Written instruction A: In the Samurai Shodown history text, rewrite the passage from "Debuting in 1990, the" up to and including "the history books.", changing "NEO•GEO" to "Neo Geo" each time it occurs.
Written instruction B: Which kinds of games did the NEO•GEO launch with, according to the Samurai Shodown history text? List every one.

Document:

= = = =

The fervor with which audiences pumped money into Street Fighter II cabinets in the early 1990s kicked off a fighting game boom. An incredible number of games would surface in the subsequent years, all vying for attention. Yet the competition was not just between companies but also internally as each company fielded multiple titles in the newly popular genre. Nowhere was this more evident than at SNK, Capcom's neighbor/rival who found great success bringing fighting games to their hybrid arcade/home console platform, the NEO•GEO.

Debuting in 1990, the NEO•GEO initially targeted a wide variety of genres, launching with a shooter, a platformer, a baseball game, and mahjong. Three years later, though, action titles had nabbed the spotlight with burgeoning fighting franchises Fatal Fury and Art of Fighting winning over fans at a rapid pace. Each new one-on-one brawler that appeared on the NEO•GEO had to distinguish itself from its peers, especially since every cartridge-based NEO•GEO cabinet gave players their pick of four to six different games.

In the summer of 1993, SNK would introduce a unique fighting game, both in its premise and mechanics. While it featured very few genuine firsts, its aesthetics and characters would immediately stand out in the crowded marketplace and attract attention all over the world, for Samurai Shodown took the fight from the streets into the history books.

With the unprecedented success of Street Fighter II, most companies rushed to copy its formula as closely as possible, in particular its "world warrior" concept. Not only did an abundance of fighting games include an international blend of combatants and disciplines, but the backgrounds would likewise offer players a miniature travelog of sights and sounds from countries big and small.

= = = =

Dataset extract:
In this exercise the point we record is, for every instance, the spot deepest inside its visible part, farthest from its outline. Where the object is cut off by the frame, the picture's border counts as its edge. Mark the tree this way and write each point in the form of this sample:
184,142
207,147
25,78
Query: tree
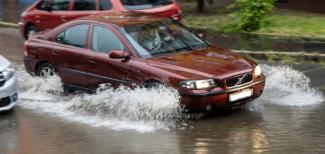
251,14
200,6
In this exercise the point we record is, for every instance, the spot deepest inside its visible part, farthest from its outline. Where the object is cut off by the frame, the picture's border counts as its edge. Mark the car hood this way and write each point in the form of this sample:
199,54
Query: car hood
4,63
209,62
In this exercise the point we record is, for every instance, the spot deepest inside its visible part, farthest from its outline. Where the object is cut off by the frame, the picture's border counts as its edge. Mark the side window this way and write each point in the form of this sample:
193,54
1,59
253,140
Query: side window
43,5
105,5
84,5
105,41
74,36
60,5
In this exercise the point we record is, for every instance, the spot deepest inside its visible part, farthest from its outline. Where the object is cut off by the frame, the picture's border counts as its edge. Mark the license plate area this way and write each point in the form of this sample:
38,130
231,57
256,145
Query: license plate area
239,95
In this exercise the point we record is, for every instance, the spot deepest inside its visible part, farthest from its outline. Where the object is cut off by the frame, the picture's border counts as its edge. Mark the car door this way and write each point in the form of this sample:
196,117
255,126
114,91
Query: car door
103,68
71,55
87,7
55,15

= = = =

Problem solution A:
Debuting in 1990, the Neo Geo initially targeted a wide variety of genres, launching with a shooter, a platformer, a baseball game, and mahjong. Three years later, though, action titles had nabbed the spotlight with burgeoning fighting franchises Fatal Fury and Art of Fighting winning over fans at a rapid pace. Each new one-on-one brawler that appeared on the Neo Geo had to distinguish itself from its peers, especially since every cartridge-based Neo Geo cabinet gave players their pick of four to six different games.

In the summer of 1993, SNK would introduce a unique fighting game, both in its premise and mechanics. While it featured very few genuine firsts, its aesthetics and characters would immediately stand out in the crowded marketplace and attract attention all over the world, for Samurai Shodown took the fight from the streets into the history books.

Problem solution B:
- a shooter
- a platformer
- a baseball game
- mahjong